Coordinate labeling records
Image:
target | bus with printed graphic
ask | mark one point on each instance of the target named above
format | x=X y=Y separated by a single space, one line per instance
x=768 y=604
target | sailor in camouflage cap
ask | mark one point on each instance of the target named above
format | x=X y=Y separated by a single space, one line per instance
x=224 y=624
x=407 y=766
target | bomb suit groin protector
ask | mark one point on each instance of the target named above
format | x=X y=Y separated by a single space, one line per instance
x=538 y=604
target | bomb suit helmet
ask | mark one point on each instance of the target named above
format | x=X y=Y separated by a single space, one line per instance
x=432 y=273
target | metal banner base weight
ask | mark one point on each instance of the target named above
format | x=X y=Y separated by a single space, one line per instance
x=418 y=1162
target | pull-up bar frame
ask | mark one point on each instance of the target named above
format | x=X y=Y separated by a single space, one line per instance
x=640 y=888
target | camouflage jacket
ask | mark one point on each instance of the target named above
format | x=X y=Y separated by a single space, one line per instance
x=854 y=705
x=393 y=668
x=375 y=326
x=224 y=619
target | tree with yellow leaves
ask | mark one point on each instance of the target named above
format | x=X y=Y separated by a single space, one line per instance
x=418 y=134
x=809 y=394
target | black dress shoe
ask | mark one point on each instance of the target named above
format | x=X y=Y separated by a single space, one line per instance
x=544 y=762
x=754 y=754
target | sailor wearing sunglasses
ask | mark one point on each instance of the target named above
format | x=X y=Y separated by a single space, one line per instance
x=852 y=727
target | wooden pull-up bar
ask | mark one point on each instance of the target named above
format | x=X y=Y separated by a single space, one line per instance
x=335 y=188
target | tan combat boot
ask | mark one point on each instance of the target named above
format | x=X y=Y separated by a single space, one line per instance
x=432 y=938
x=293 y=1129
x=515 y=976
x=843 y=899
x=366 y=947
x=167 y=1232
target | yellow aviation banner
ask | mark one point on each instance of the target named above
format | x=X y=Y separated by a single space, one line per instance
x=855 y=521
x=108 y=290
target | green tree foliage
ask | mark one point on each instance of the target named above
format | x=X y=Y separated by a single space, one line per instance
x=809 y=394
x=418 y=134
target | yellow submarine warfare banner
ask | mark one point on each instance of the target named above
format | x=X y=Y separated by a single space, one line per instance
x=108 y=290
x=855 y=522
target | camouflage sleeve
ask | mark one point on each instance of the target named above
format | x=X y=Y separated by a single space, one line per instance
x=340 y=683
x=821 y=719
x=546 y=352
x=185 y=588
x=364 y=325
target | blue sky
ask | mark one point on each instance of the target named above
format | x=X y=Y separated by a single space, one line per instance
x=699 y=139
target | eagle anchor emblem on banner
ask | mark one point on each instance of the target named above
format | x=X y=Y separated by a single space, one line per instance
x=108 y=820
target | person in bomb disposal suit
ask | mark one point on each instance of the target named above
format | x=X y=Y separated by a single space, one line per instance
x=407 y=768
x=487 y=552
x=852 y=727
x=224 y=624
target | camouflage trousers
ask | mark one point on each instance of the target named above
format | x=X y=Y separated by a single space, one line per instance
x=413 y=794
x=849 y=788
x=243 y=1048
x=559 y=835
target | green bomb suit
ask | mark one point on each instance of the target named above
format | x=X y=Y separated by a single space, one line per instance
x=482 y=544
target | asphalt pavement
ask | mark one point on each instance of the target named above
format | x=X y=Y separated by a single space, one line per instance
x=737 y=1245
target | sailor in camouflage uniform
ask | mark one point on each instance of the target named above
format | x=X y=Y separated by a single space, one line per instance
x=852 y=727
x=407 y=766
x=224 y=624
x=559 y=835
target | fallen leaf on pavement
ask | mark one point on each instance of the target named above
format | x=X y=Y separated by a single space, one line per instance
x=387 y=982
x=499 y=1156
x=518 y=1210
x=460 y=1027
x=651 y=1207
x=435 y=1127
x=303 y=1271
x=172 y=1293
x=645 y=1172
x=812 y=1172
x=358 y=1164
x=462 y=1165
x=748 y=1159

### To be done:
Copy every line of the records above without changing anything.

### Answer for this exercise:
Image:
target | bus with printed graphic
ask | mark one point on each instance of the target named above
format | x=X y=Y separated by a single space, one line per instance
x=768 y=604
target | sailor in camouflage cap
ask | mark one point on each instance of the target named above
format | x=X y=Y separated by a single space, one line per instance
x=224 y=624
x=407 y=766
target | bomb suit groin protector
ask | mark one point on each instance of the target named above
format | x=X y=Y separated by a single space, one line per instance
x=538 y=604
target | bomb suit helmet
ask | mark one point on each instance of the target named above
format | x=X y=Y separated by a single space, one line per instance
x=432 y=273
target | metal banner base weight
ask | mark one point on each instance of the target named above
format | x=X y=Y separated by a single space, one line per instance
x=418 y=1162
target | pull-up bar frame
ask | mark one point on each instance of the target named above
format | x=X y=Y separated by a single space, one line per instance
x=640 y=888
target | camouflage jacket
ask | mark one point on each instance of the target named above
format | x=X y=Y separated by a single space, one line per instance
x=854 y=705
x=393 y=668
x=375 y=326
x=224 y=619
target | tree with yellow leaves
ask | mark one point on each instance of the target named above
format | x=X y=Y separated by a single space, one line per instance
x=418 y=134
x=809 y=394
target | black dress shoe
ask | mark one point on each instance of the target named above
format | x=X y=Y separated by a single space, one line per instance
x=544 y=762
x=754 y=754
target | sailor wearing sunglasses
ask | mark one point on each instance of the target named above
format | x=X y=Y separated by a single space, one line per instance
x=852 y=727
target | wooden pull-up bar
ask | mark one point on each instance of the target named above
format | x=X y=Y separated by a single space, one line per instance
x=335 y=188
target | tan combat boot
ask | mark one point on each instance of the target named above
format | x=X y=Y separated by a single space, one line per instance
x=432 y=938
x=293 y=1129
x=515 y=976
x=843 y=899
x=366 y=947
x=167 y=1232
target | yellow aviation banner
ask | mark one point on each instance of the target named above
format | x=X y=Y separated by a single space, one line per instance
x=855 y=521
x=108 y=290
target | green tree foliage
ask | mark one point on each instance of the target named above
format | x=X y=Y separated by a single space, one line per instance
x=809 y=394
x=418 y=134
target | yellow submarine warfare banner
ask | mark one point on each instance of the target named above
format | x=X y=Y separated by a single space, one line per instance
x=108 y=290
x=855 y=522
target | camouflage sleeve
ask | mark one point on each instance of the target named above
format | x=X y=Y separated by a single space, one line per instance
x=340 y=683
x=821 y=719
x=546 y=352
x=185 y=588
x=364 y=325
target | blue sky
ask | mark one point on each instance of the target named above
format | x=X y=Y separated by a single space, one line per instance
x=699 y=139
target | eagle anchor emblem on banner
ask | mark one point on each instance of the target named above
format | x=X y=Y separated by a single space, one line per instance
x=108 y=820
target | person in bomb disposal suit
ask | mark one point on each instance of the target named above
format | x=X y=Y separated by a single space, one line per instance
x=407 y=768
x=487 y=552
x=852 y=727
x=224 y=624
target | camouflage trousers
ask | mark one point on each instance of the target named above
format | x=X y=Y separated by a single space, one line per instance
x=413 y=794
x=849 y=788
x=243 y=1048
x=559 y=835
target | green bomb suit
ask | mark one point on each instance of the target named above
format | x=X y=Y separated by a single space, one line per instance
x=482 y=544
target | asphalt pavement
ask | mark one point on each instance of the target named above
format | x=X y=Y separated by a single space, one line per instance
x=737 y=1245
target | sailor in camouflage uniform
ask | mark one point on each instance of the target named above
format | x=X y=Y separated by a single space, one line per instance
x=852 y=727
x=407 y=766
x=224 y=624
x=559 y=835
target | fallen leaf on pavement
ask | mark one point on each instance of the target named above
format | x=X y=Y separated by a single space, one line per instance
x=387 y=982
x=499 y=1156
x=518 y=1210
x=460 y=1027
x=651 y=1207
x=435 y=1127
x=303 y=1271
x=172 y=1293
x=645 y=1172
x=812 y=1172
x=358 y=1164
x=462 y=1165
x=748 y=1159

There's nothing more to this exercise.